- Excerpt
○ ○ ○ ○ ○ ○ ○
Reorganizing articles is a bold edit that intimidates most editors yet will provide the most noticeable and long-lasting effect on an article. Most stalled articles (and many articles more generally) need a bold reorganization. This work overlaps with tasks in resituating in that it requires the editor to think carefully about each piece of content and consider where and how it might be organized as well as what might be added in the future. We can think about this on three levels:

  • Global reorganization: This means first and foremost thinking about what headings and subheadings the article should have, both in terms of what content is currently there and what content could be added in the future. In the process one will likely rearrange the order of the sections as well.
  • Within and across sections: Looking at each piece of content within a section, one may rearrange material into the appropriate place as fits the topic.
  • Within paragraphs: Often the material within paragraphs or even within sentences might be disjointed or out of place as things get moved around and added piecemeal. Alternatively, in the case of an essay-like article, one can see that essay writing styles group information differently than an informative writing genre like Wikipedia. Thus, some rearrangement of information may be needed within the paragraphs.
○ ○ ○ ○ ○ ○ ○
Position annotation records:
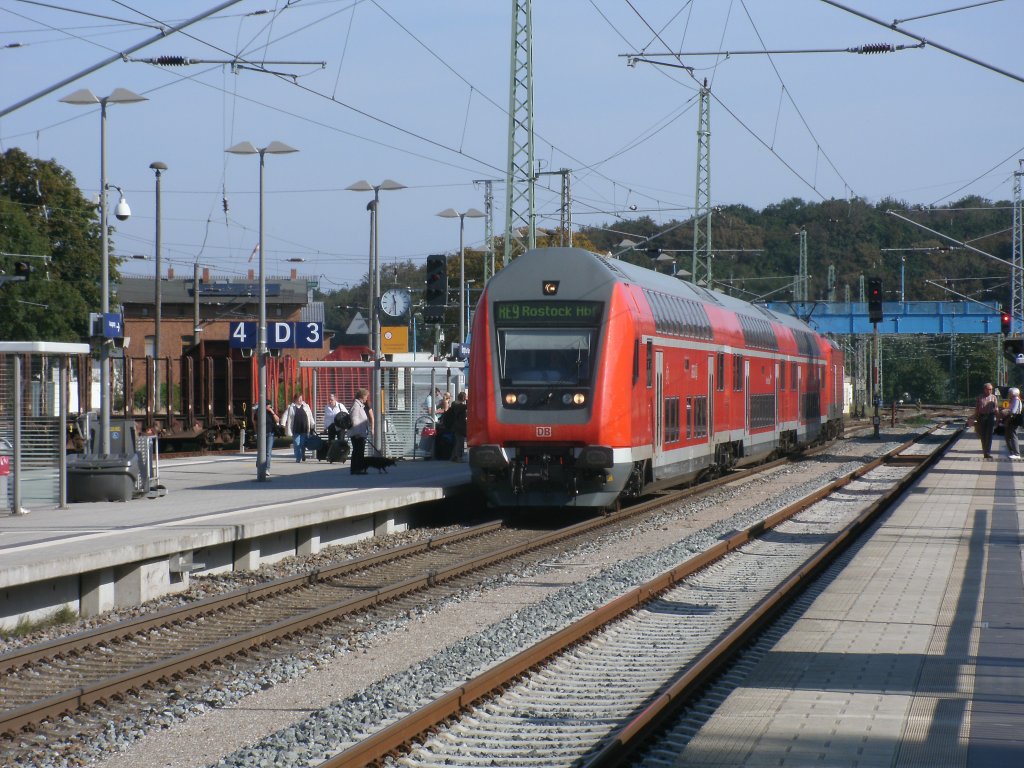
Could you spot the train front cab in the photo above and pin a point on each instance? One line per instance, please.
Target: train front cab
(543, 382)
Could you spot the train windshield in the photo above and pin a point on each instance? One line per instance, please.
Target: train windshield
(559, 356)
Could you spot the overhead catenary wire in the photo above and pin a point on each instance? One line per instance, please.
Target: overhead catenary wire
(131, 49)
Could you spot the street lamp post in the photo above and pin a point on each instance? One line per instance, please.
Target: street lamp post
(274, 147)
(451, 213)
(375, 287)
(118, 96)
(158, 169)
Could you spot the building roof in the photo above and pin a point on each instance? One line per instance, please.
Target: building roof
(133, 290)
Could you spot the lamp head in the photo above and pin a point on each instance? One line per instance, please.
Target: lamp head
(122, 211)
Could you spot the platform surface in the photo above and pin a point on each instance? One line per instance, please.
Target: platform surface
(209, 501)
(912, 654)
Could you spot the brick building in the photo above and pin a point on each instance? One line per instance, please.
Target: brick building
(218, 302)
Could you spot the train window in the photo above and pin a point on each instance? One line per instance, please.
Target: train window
○ ○ ○ ○ ○ ○ ○
- Set task 1
From the passage on reorganizing articles, write out the part starting at "Reorganizing articles is" and ending at "sections as well.".
- Set task 2
Answer these questions from the passage on reorganizing articles:
(a) On how many levels does it say we can think about reorganization?
(b) What does global reorganization mean first and foremost?
(c) What is named as an example of an informative writing genre?
The entries are separate material from the passage on reorganizing articles.

- Correct answer 1
Reorganizing articles is a bold edit that intimidates most editors yet will provide the most noticeable and long-lasting effect on an article. Most stalled articles (and many articles more generally) need a bold reorganization. This work overlaps with tasks in resituating in that it requires the editor to think carefully about each piece of content and consider where and how it might be organized as well as what might be added in the future. We can think about this on three levels:

  • Global reorganization: This means first and foremost thinking about what headings and subheadings the article should have, both in terms of what content is currently there and what content could be added in the future. In the process one will likely rearrange the order of the sections as well.

- Correct answer 2
(a) Three.
(b) Thinking about what headings and subheadings the article should have.
(c) Wikipedia.